Desafío 1 -> En la crónica sobre los anarquistas de Chicago, ¿cuánto tiempo llevaba en esta tierra el que hizo la bomba?
Desafío 2 -> Reanuda la crónica sobre los anarquistas de Chicago justo después de su última oración.
== Fragmento
Así se explica que los trabajadores mismos temblaron al ver qué delitos de terror y bombas se criaban a su sombra
José Martí (1886)
El proceso de los siete anarquistas de Chicago, redactado por José Martí en la ciudad de Nueva York, el 2 de Septiembre de 1886 y publicado en el Diario "La Nacion" de Buenos Aires.
Señor Director de La Nación:
Aquellos anarquistas que en la huelga de la primavera lanzaron sobre los policías de Chicago una bomba que mató a siete de ellos, y huyeron luego a casa donde fabrican sus aparatos mortíferos, a los túneles donde enseñan a sus afiliados a manejar las armas, y a untar de ácido prúsico, para que maten más seguramente, los puñales de hoja acanalada; aquellos que construyeron la bomba, que convocaron a los trabajadores a las armas, que llevaron cargado el proyectil a la junta pública, que exitaron a la matanza y el saqueo, que acercaron el fósforo encendido a la mecha de la bomba, que la arrojaron con sus manos sobre los policías, y sacaron luego a la ventana de su imprenta una bandera roja, aquellos siete alemanes, meras bocas por donde ha venido a vaciarse sobre América el odio febril acumulado durante siglos europeos en la gente obrera; aquellos míseros, incapaces de llevar sobre su razón floja el peso peligroso y enorme de la justicia, que en sus horas de ira enciende siempre a la vez, según la fuerza de las ramas en que arraiga, apóstoles y criminales; aquellos han sido condenados, en Chicago, a muerte en la horca.
Tres de ellos ni entendían siquiera la lengua en que los condenaban. El que hizo la bomba, no llevaba más que unos nueve meses de pisar esta tierra que quería ver en ruinas.
Uno solo de los siete, casado con una mulata que no llora, es norteamericano, y hermano de un general de ejército: los demás han traído de Alemania cargado el pecho de odio.
Desde que llegaron, se pusieron a preparar la manera mejor de destruir. Reunían pequeñas sumas de dinero; alquilaban casas para hacer experimentos; rellenaban de fulmicoton trozos pequeños de cañerías de gas: iban de noche con sus novias y mujeres por los lugares abandonados de la costa a ver cómo volaban los cascos de barco; imprimían libros en que se enseña la manera fácil de hacer en la casa propia los proyectiles de matar: se atraían con sus discursos ardientes la voluntad de los miembros más malignos, adoloridos y obtusos de los gremios de los trabajadores: "pudrían -dice el abogado- como el vómito del buitre, todo aquello a que alcanzaba su sombra".
Aconsejaban los bárbaros remedios imaginados en los países donde los que padecen no tienen palabra ni voto, aquí, donde el más infeliz tiene en la boca la palabra libre que denuncia la maldad, y en la mano el voto que hace la ley que ha de volcarla: al favor de su lengua extranjera, y de las leyes mismas que desatendían ciegamente, llegaron a tener masas de afiliados en las ciudades que emplean mucha gente alemana: en Nueva York, en Milwaukee, en Chicago.
En libros, diarios y juntas adelantaban en organización armada y predicaban una guerra de incendio y de exterminio contra la riqueza y los que la poseen y defienden, contra las leyes y los que las mantienen en vigor. Se les dejaba hablar, aun cuando hay leyes que lo estorban, para que no pudieran prosperar so color de martiriro, ideas de cuna extraña, nacidas de una presión que aquí no existe en la forma violenta y agresiva que del otro lado del mar las ha engendrado.
====
== Datos disponibles
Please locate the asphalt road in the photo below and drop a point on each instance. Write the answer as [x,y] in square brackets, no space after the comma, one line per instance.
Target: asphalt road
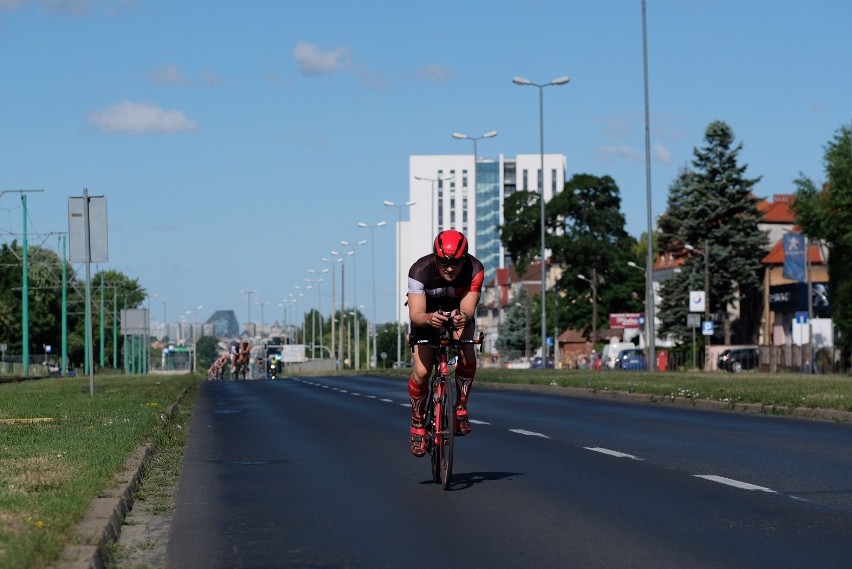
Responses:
[316,472]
====
Respuesta 1 -> Unos nueve meses.

Respuesta 2 ->
Prendieron estas ideas lóbregas en los espírutus menos racionales y más dispuestos por su naturaleza a la destrucción; y cuando al fin, como enseña de este fuego subterráneo, saltó encendida por el aire la bomba de Chicago, se vio que la clemencia equivocada había permitido el desarrollo de una cría de asesinos.
Todo esto se ha probado en el proceso. Ellos que, salvo el norteamericano, tiemblan hoy, pálidos como la cal, de ver cerca la muerte, manejan en calma los instrumentos más alevosos que han sugerido nunca al hombre la justicia o la venganza.
No fue que rechazasen en una hora de ira el ataque violento de la policía armada: fue que, de meses atrás, tenían fábricas de bombas, y andaban con ellas en los bolsillos "en espera del buen momento", y atisbaban el paso a los grupos de huelguistas para enardecerles con sus discursos la sangre, y tenían concertado un alzamiento en que se echasen sobre la ciudad de Chicago a una hora fija las carretadas de bombas ocultas en las casas y escondites donde los mismos, que ayudaron a hacerlas las descubrieron la policía.
No embellece esta vez una idea el crimen.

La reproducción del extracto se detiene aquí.